- [DATA LISTING]:
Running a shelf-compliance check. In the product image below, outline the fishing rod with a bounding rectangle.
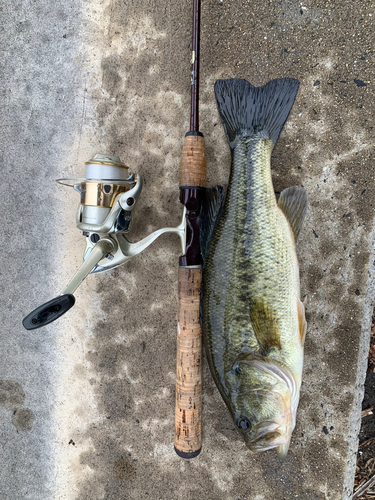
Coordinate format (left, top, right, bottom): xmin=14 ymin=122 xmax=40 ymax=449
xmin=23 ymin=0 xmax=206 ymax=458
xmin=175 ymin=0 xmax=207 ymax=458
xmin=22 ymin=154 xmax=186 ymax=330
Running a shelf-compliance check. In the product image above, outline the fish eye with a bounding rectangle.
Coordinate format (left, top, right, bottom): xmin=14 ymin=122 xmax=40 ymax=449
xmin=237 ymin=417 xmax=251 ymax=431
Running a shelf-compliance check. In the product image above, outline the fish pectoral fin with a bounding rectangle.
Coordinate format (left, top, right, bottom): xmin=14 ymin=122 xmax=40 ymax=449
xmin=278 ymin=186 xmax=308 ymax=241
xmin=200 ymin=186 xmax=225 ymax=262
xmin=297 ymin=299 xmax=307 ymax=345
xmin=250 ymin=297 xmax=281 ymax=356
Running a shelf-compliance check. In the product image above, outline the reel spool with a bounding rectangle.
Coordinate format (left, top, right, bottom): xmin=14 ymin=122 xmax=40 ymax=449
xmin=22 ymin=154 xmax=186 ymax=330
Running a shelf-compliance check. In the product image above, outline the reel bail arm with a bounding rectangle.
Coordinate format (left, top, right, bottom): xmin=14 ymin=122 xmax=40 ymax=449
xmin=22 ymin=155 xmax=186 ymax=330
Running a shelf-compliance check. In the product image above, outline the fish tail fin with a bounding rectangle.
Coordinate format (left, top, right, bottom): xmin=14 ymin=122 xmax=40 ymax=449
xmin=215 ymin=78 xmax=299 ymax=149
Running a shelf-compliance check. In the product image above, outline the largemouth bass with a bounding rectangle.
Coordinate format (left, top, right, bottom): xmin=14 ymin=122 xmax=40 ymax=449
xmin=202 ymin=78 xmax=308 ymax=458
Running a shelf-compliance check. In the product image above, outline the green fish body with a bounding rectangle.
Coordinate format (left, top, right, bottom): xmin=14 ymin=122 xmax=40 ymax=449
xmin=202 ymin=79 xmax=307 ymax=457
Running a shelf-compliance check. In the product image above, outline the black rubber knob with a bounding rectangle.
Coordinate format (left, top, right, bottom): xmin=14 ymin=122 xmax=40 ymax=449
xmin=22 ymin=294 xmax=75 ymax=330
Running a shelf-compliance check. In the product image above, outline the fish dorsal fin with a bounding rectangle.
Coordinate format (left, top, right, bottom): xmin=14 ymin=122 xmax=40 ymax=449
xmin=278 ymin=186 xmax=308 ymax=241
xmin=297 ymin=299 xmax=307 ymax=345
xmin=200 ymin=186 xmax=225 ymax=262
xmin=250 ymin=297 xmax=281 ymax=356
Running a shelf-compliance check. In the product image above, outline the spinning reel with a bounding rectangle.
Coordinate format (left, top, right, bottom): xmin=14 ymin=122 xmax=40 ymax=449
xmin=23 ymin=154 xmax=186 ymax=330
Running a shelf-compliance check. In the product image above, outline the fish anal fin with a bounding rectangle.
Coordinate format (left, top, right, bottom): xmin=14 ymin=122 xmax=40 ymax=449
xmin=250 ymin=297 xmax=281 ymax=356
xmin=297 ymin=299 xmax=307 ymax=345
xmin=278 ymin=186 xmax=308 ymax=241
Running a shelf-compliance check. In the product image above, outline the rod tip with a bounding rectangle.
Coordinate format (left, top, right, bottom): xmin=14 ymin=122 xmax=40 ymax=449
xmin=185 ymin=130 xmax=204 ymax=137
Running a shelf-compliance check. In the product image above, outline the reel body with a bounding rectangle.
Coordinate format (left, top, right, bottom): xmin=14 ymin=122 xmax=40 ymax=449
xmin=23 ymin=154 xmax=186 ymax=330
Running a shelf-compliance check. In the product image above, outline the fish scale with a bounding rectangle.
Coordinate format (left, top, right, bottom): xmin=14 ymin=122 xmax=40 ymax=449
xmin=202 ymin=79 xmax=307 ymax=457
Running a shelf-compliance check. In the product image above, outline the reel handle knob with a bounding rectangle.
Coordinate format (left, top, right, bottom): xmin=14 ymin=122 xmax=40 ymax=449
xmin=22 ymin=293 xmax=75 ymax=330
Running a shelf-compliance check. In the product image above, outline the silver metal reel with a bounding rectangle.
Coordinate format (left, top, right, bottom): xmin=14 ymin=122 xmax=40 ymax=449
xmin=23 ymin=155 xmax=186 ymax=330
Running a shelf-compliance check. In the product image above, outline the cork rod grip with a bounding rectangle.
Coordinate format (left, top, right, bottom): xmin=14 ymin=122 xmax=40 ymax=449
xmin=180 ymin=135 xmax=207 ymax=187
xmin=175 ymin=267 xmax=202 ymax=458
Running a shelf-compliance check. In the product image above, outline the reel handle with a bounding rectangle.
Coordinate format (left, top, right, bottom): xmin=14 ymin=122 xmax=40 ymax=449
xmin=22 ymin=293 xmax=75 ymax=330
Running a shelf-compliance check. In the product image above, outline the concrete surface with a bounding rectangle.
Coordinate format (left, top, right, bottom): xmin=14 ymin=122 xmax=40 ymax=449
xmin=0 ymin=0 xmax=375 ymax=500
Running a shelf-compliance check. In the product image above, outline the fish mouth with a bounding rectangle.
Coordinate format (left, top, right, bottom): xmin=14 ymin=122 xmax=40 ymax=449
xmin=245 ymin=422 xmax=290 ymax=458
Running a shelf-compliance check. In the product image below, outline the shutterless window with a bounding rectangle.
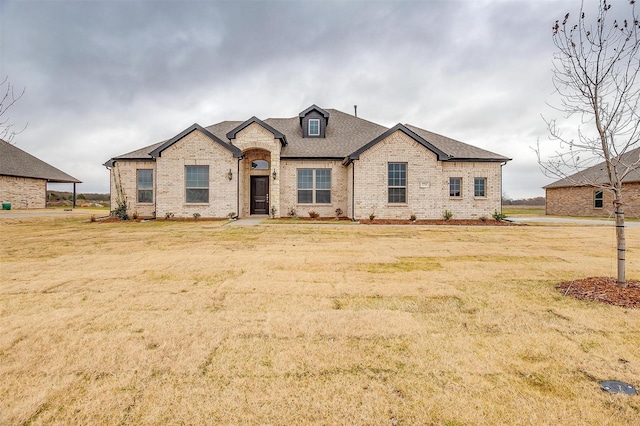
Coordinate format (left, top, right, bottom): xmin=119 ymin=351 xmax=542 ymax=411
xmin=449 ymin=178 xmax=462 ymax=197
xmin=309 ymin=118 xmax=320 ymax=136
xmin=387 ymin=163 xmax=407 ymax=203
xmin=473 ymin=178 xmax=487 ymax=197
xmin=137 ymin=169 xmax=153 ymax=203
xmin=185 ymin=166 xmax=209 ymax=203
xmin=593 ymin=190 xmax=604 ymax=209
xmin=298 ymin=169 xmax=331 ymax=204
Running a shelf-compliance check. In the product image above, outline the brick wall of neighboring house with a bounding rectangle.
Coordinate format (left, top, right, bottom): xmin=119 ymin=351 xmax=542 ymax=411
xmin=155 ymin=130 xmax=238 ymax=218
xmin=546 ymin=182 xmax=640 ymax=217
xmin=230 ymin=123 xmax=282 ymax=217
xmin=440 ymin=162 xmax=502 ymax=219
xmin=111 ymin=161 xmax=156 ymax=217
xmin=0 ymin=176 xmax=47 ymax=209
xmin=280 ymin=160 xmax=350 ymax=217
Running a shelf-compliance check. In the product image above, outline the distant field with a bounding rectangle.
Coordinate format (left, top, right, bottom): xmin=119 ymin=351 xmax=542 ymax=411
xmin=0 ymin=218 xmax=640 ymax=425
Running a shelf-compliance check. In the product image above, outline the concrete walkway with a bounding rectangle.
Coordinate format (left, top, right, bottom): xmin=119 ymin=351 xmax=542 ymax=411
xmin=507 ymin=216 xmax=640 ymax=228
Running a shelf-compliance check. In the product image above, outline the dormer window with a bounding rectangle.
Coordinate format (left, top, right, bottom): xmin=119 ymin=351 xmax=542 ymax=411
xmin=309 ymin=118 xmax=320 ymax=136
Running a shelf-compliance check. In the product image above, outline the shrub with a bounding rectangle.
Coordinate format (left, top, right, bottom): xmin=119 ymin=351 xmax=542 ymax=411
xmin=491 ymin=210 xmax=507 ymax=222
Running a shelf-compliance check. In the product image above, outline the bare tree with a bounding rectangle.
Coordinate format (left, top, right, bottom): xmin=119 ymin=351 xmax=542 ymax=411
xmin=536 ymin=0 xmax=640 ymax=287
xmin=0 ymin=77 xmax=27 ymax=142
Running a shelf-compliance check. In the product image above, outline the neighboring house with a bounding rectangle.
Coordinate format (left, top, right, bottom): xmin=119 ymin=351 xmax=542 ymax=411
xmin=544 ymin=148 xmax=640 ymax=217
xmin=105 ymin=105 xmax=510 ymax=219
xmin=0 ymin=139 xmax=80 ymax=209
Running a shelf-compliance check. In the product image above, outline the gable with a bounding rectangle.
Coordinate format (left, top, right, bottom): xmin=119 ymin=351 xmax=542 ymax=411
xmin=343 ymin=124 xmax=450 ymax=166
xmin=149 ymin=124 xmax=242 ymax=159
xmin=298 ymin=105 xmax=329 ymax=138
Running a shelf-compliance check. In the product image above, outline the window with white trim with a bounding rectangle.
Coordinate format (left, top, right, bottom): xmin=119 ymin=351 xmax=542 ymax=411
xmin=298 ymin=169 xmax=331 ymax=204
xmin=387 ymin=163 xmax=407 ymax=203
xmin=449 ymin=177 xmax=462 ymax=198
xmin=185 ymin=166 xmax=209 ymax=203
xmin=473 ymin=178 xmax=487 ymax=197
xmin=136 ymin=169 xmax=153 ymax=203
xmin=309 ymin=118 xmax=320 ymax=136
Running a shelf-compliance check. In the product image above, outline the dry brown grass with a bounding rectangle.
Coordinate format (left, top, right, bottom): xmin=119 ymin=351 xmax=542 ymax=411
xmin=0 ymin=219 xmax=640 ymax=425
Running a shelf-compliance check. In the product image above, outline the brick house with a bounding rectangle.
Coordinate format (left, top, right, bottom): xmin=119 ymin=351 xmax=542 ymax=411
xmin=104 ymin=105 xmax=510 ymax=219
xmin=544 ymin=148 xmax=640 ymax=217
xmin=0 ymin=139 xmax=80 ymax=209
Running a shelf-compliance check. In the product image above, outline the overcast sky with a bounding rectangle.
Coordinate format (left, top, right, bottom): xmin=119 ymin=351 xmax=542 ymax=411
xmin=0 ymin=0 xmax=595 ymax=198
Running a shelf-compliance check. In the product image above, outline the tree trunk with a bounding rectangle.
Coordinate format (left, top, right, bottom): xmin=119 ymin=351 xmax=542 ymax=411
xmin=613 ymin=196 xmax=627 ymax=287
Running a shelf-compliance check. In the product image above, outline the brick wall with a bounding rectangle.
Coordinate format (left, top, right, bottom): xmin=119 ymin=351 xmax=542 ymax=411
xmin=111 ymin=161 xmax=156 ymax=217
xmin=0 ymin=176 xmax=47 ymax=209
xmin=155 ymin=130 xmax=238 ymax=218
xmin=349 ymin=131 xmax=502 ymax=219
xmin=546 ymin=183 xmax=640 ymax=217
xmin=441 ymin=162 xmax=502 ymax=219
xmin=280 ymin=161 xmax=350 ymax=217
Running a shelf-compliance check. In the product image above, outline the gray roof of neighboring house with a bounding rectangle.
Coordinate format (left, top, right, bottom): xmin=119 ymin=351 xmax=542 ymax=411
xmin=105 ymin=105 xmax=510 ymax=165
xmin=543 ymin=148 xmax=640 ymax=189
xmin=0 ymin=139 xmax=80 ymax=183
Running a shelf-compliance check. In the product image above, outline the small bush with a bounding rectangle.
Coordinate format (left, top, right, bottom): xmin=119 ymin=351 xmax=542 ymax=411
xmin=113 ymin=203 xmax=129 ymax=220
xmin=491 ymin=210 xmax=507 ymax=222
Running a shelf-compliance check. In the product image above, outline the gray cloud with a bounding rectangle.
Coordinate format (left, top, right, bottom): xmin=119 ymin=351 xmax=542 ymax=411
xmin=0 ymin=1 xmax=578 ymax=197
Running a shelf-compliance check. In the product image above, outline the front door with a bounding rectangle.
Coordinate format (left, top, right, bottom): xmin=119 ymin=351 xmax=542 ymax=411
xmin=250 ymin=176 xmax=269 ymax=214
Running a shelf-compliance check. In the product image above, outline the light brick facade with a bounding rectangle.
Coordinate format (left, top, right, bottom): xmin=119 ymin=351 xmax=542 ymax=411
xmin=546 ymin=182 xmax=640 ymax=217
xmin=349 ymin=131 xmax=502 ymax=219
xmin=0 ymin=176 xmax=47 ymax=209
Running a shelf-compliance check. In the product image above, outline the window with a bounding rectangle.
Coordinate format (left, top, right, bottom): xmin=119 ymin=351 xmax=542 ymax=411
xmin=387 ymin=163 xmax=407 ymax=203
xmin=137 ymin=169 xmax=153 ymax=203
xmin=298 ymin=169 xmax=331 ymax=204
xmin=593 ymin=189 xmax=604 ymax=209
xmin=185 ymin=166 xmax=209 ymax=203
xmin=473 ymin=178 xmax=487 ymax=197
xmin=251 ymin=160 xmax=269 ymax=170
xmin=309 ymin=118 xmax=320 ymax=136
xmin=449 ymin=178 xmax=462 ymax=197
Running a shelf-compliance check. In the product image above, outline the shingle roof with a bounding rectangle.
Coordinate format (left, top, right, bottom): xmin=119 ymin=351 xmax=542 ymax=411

- [YOUR OBJECTIVE]: Reproduce word for word the lines of the listing from the line with "wall of neighboring house with a bounding rectangle." up to and including the line with "xmin=0 ymin=218 xmax=640 ymax=425".

- [ANSWER TO THE TASK]:
Running a shelf-compliance check. In the product image above, outline the brick wall of neighboring house with a bounding rectangle.
Coordinate format (left, top, right, bottom): xmin=119 ymin=351 xmax=542 ymax=411
xmin=155 ymin=130 xmax=238 ymax=218
xmin=546 ymin=182 xmax=640 ymax=217
xmin=230 ymin=123 xmax=282 ymax=217
xmin=440 ymin=162 xmax=502 ymax=219
xmin=111 ymin=161 xmax=156 ymax=217
xmin=0 ymin=176 xmax=47 ymax=209
xmin=280 ymin=160 xmax=350 ymax=217
Running a shelf-compliance check. In the product image above, outline the distant field with a bounding rectangle.
Coordinate format (left, top, right, bottom): xmin=119 ymin=351 xmax=542 ymax=411
xmin=0 ymin=218 xmax=640 ymax=425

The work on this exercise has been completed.